Records excerpted from a collection:
::::
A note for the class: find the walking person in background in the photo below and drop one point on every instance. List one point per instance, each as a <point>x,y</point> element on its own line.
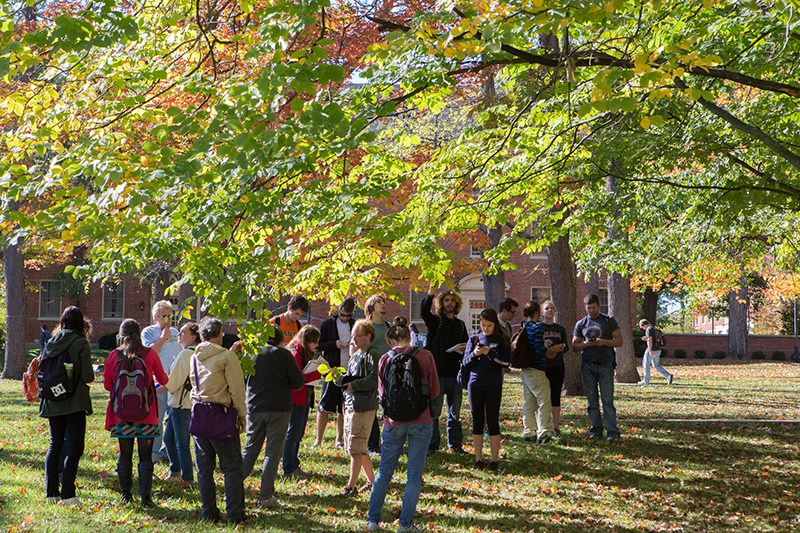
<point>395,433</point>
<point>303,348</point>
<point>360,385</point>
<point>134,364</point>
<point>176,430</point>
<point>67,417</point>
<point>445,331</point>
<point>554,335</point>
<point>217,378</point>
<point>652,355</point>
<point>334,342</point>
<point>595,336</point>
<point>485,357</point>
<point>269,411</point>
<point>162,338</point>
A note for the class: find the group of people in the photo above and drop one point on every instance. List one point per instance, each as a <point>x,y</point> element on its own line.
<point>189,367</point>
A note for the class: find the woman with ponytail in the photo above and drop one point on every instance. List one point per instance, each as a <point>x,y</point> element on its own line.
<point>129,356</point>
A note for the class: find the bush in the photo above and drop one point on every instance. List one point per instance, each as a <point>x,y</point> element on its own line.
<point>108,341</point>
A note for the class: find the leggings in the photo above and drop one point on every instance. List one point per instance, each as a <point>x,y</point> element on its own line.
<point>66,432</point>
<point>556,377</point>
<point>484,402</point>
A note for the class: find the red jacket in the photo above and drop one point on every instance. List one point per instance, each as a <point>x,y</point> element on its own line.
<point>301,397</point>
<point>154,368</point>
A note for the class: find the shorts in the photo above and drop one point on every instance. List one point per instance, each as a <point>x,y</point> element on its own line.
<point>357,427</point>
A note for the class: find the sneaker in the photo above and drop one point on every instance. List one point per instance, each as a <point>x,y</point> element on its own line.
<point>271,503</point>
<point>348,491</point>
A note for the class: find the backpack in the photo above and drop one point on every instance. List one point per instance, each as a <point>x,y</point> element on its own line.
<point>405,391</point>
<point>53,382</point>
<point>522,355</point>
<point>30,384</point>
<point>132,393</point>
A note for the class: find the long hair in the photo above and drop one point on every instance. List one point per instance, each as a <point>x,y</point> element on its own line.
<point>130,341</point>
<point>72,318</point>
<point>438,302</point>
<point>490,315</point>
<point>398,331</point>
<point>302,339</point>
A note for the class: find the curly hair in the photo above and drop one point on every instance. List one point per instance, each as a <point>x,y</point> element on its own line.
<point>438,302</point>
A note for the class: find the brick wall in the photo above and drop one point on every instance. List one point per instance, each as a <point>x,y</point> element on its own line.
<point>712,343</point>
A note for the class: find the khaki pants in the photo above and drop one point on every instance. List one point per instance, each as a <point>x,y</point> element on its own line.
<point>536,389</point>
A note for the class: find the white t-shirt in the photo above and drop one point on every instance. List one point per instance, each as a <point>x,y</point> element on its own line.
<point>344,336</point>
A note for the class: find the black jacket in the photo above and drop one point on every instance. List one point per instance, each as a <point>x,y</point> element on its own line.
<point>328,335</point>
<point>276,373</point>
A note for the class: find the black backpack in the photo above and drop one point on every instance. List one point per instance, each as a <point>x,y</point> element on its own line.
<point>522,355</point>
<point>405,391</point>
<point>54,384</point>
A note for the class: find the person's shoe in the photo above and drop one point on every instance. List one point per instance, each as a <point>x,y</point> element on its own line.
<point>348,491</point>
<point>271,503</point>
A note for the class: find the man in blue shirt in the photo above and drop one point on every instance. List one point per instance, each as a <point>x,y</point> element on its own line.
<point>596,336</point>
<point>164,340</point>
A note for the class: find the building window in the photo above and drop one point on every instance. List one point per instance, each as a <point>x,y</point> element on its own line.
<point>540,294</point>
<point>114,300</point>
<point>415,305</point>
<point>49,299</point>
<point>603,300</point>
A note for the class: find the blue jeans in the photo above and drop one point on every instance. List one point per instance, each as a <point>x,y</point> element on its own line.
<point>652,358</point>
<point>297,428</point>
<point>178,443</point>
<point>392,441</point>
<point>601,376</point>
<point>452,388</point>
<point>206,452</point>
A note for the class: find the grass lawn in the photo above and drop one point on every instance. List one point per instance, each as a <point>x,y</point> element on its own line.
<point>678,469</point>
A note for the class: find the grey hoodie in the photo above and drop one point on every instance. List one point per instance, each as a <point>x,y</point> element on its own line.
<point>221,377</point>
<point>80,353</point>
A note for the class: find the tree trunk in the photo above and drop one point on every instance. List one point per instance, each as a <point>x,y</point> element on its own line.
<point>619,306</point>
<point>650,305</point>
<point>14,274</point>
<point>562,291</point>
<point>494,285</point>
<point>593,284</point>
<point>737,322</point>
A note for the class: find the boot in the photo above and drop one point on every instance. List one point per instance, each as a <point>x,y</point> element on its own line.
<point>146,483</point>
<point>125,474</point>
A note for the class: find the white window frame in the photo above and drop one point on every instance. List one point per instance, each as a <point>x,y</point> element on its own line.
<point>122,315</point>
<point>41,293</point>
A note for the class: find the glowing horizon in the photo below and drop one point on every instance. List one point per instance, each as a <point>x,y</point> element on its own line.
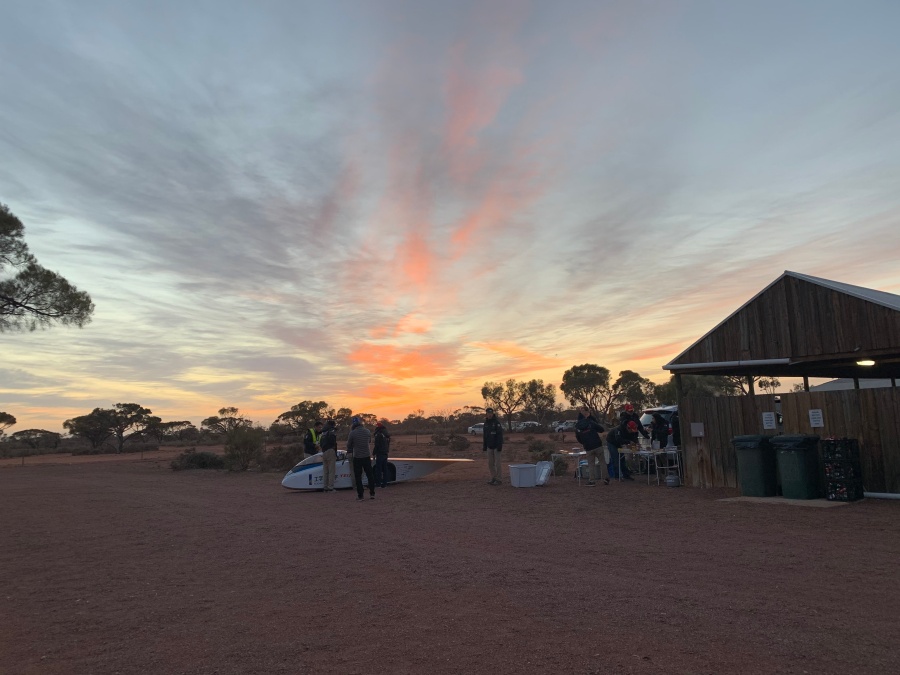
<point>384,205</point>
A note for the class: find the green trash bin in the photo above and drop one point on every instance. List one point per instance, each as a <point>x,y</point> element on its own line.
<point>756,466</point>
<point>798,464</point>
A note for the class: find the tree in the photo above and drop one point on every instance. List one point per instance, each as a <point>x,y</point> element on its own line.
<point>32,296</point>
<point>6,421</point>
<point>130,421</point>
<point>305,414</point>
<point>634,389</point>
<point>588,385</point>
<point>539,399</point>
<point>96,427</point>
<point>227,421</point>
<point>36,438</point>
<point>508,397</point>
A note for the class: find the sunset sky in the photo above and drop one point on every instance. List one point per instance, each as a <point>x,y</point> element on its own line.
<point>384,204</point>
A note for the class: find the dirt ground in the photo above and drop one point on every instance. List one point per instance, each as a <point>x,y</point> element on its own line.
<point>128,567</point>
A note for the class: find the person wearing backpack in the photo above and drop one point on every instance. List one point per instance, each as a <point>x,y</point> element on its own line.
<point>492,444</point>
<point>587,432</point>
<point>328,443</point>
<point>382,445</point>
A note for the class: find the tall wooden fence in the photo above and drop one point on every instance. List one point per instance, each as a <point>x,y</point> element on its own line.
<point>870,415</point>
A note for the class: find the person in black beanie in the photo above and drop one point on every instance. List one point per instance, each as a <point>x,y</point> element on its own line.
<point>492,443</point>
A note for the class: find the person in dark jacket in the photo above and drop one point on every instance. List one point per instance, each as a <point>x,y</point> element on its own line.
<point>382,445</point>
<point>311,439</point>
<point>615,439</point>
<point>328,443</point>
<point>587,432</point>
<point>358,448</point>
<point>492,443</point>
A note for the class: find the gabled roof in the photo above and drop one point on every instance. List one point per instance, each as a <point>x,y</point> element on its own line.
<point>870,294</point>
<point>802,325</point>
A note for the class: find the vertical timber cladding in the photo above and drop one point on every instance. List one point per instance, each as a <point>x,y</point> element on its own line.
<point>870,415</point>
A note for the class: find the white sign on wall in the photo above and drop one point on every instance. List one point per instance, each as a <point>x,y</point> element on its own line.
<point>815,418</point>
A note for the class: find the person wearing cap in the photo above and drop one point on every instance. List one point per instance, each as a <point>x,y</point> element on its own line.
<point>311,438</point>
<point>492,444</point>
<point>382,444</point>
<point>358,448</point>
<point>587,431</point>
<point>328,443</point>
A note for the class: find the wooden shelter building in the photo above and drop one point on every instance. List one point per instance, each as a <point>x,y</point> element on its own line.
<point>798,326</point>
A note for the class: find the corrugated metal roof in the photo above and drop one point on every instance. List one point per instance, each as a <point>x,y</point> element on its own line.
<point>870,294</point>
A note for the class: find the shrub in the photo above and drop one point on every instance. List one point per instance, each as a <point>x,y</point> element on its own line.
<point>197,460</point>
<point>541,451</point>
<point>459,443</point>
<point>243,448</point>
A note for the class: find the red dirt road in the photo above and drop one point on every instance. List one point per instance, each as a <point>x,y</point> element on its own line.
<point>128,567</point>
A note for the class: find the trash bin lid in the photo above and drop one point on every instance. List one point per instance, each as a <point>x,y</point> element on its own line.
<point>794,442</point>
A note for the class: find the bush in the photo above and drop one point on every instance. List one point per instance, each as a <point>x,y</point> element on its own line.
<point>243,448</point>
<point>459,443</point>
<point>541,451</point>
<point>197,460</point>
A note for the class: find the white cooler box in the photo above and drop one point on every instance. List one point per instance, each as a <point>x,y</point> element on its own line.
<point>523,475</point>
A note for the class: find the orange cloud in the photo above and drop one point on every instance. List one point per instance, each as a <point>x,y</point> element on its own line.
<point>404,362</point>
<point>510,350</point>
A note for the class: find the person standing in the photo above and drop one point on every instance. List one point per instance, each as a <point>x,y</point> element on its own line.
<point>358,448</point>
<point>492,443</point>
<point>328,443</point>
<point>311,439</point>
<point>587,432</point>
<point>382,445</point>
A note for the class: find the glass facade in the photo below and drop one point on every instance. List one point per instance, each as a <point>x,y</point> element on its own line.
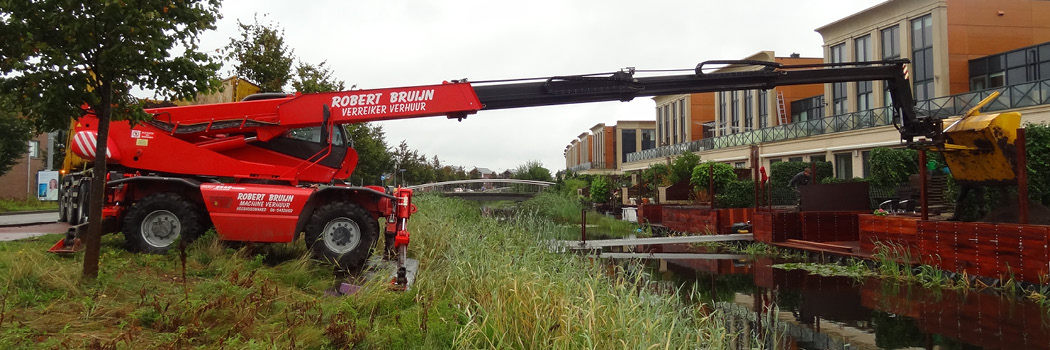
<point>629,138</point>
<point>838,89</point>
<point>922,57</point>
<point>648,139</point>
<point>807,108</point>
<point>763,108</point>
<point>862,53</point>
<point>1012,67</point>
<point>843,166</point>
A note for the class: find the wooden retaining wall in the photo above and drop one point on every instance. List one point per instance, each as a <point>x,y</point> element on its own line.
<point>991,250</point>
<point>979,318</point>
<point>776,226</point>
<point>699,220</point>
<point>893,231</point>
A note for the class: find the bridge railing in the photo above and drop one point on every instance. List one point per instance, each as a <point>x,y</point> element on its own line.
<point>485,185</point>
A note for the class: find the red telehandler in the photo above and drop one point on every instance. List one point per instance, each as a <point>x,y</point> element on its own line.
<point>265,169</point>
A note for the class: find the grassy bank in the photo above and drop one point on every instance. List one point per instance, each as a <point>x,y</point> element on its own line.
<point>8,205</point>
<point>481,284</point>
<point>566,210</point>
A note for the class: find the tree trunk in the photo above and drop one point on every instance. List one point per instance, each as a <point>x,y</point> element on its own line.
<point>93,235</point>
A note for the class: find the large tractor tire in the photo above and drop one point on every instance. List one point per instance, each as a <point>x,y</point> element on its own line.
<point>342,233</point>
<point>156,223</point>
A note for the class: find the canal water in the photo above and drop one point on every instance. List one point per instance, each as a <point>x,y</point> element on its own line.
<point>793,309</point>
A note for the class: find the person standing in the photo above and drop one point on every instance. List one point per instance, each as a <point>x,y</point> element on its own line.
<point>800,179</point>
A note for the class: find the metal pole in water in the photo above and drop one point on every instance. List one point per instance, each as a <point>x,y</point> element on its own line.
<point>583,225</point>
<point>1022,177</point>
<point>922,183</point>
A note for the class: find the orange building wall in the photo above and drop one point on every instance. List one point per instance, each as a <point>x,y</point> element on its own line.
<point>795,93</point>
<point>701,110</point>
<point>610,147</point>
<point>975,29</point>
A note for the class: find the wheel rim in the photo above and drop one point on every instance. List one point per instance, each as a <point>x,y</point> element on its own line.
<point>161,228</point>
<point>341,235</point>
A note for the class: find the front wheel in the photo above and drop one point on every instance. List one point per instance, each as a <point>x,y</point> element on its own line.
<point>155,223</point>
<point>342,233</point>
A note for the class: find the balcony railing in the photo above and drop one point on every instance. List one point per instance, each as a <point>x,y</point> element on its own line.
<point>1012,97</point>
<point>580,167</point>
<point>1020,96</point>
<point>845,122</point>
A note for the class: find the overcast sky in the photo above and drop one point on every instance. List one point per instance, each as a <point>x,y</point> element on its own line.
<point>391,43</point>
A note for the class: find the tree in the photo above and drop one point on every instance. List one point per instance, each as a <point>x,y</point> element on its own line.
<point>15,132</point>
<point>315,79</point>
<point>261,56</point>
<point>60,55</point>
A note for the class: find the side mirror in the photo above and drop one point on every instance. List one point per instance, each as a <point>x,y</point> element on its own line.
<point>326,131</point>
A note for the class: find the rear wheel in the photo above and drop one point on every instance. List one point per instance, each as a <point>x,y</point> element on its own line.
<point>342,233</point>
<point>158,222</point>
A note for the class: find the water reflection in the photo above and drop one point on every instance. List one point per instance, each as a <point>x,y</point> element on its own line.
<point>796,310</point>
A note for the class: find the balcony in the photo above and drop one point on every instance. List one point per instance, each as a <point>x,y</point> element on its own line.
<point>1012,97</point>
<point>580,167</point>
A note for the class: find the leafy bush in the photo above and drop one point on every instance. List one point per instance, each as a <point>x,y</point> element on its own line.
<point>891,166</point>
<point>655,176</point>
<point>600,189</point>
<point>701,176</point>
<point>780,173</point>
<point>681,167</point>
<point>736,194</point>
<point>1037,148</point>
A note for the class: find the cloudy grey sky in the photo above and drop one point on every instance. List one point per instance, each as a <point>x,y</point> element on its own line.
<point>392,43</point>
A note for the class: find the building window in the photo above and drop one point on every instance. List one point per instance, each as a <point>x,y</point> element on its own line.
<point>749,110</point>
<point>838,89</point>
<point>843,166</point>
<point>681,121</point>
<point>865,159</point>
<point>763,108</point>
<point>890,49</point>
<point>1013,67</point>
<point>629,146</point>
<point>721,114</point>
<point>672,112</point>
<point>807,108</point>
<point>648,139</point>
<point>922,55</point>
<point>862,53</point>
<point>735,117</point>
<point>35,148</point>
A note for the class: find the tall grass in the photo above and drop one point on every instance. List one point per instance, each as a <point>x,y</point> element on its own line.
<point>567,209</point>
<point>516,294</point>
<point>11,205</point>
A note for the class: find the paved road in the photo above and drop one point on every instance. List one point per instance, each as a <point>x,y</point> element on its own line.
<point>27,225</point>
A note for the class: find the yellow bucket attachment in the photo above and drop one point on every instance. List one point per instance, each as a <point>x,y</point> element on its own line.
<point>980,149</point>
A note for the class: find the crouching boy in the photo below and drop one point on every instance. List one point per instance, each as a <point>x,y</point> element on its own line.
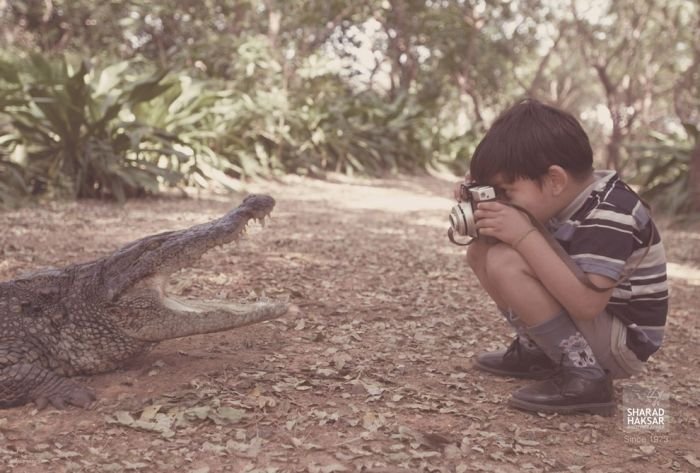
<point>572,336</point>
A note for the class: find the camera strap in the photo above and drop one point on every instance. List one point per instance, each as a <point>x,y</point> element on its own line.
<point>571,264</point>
::::
TASK DIRECTIONS
Reproduce only the lines from the line with "A note for the class: find the crouching" to the end of the entries. Keep both ends, copy them exactly, and omit every picture.

ANSWER TO THIS EXERCISE
A note for the class: find the crouching boy in the photo below and drop one point on every instance. List one point per instance, each as a <point>x,y</point> element on its own line.
<point>572,336</point>
A note for the class: find the camera strap in the photo above and drop one point on every instance. List one point per instance, each as a <point>x,y</point> element on its own line.
<point>571,264</point>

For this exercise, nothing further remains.